::: AVAILABLE RECORDS :::
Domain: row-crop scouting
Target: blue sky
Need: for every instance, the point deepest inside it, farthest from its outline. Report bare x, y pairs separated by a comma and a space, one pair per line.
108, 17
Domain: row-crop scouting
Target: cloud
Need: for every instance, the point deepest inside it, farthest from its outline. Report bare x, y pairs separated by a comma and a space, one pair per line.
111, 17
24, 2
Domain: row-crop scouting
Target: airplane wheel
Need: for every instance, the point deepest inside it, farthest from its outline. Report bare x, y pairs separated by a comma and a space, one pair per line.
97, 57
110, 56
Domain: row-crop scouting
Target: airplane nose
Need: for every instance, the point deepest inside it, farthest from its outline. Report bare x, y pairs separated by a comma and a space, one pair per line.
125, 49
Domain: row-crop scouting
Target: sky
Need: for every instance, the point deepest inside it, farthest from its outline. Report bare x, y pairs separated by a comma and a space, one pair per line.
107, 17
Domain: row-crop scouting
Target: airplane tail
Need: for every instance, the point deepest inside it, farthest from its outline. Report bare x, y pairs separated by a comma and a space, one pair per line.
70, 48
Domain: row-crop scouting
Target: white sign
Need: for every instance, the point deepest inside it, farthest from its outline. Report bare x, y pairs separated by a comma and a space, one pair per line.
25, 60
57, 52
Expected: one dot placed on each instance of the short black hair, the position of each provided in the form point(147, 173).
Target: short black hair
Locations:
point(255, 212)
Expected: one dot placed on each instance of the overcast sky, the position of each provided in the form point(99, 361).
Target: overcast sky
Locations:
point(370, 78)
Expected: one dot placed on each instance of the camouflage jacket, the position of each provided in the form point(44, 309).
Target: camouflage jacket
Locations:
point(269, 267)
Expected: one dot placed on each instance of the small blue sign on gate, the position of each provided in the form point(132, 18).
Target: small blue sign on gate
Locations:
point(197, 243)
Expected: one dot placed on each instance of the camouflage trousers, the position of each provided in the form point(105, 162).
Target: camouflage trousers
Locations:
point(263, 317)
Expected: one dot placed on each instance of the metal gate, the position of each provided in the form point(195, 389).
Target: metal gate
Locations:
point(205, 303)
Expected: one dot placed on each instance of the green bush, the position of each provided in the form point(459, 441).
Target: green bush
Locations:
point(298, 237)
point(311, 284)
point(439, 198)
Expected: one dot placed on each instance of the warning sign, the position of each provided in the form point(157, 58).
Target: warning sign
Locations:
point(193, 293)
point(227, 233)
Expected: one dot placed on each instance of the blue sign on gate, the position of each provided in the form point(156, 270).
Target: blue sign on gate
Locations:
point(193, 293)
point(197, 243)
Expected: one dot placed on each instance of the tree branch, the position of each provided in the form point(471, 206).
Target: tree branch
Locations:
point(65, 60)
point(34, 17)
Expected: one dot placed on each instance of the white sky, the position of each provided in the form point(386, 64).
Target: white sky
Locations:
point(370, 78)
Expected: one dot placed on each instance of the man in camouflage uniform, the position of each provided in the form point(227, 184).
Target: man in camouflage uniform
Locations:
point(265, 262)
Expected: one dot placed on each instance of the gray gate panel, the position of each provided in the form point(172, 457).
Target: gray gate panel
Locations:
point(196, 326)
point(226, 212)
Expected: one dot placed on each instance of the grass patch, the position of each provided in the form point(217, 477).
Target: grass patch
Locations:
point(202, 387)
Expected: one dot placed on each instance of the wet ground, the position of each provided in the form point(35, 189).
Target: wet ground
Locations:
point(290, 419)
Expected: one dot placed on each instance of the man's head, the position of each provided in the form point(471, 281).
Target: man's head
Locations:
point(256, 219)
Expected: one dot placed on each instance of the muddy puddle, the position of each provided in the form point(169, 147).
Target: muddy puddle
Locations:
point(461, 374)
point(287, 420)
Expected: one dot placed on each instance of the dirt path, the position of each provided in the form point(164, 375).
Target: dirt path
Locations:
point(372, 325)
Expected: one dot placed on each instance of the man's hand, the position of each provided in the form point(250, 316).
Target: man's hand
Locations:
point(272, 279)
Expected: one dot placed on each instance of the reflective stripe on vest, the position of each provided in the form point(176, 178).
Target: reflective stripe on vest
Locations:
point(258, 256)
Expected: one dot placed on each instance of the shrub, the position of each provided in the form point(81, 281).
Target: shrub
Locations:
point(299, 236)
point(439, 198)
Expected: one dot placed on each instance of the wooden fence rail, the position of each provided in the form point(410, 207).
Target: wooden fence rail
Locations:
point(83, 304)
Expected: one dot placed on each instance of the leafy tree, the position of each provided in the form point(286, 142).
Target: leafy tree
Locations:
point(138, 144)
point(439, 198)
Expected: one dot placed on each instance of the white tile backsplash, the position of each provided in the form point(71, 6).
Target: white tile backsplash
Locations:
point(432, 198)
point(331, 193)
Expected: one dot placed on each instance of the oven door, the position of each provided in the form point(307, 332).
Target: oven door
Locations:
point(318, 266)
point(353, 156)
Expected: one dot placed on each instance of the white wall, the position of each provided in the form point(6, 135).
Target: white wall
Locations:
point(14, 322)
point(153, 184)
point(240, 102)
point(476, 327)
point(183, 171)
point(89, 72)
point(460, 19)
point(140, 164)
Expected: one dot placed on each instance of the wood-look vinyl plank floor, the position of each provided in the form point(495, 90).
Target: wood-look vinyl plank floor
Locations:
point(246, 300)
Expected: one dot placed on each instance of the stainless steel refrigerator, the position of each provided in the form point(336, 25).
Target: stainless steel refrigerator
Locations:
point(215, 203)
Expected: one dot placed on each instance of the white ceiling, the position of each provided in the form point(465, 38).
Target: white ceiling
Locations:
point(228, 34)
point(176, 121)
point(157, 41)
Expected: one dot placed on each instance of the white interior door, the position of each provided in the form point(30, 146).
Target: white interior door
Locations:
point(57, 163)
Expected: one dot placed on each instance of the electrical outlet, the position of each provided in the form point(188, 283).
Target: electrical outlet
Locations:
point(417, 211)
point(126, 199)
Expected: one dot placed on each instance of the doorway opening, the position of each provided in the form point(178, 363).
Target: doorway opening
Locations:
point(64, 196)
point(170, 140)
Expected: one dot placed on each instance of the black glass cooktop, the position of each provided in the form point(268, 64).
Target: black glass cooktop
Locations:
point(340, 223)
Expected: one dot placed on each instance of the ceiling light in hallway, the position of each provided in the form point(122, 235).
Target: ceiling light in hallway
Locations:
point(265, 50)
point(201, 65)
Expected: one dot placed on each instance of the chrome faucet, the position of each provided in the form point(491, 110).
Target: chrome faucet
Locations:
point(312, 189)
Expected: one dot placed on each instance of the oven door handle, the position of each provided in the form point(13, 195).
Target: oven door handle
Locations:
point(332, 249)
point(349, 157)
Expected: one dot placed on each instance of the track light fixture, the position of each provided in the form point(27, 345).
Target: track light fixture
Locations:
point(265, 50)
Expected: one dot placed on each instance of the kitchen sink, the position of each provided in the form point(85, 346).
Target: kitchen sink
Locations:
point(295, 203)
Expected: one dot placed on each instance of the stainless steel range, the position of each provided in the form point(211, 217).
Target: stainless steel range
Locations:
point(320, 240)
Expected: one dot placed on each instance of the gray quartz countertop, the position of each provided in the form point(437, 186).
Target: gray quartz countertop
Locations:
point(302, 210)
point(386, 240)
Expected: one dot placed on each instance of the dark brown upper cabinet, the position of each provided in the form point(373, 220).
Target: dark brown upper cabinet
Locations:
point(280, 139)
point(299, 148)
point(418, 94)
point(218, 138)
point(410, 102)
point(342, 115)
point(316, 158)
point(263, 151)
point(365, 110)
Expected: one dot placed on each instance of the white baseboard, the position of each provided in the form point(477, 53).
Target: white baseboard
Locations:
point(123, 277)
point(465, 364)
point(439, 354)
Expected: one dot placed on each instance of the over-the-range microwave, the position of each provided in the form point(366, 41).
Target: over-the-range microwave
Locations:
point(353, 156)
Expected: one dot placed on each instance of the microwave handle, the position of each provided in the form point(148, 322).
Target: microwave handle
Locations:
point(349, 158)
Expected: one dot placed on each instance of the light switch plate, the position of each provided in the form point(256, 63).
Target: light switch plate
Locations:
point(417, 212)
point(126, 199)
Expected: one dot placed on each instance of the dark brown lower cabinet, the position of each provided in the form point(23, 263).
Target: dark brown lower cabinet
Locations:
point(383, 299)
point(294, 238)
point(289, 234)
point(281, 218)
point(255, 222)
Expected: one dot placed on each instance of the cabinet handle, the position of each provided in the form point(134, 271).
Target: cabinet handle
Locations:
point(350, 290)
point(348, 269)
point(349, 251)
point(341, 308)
:::
ACTIVITY:
Give the number of lines in this material that include the string "tree", with no other text.

ANSWER TO THIS PROBLEM:
4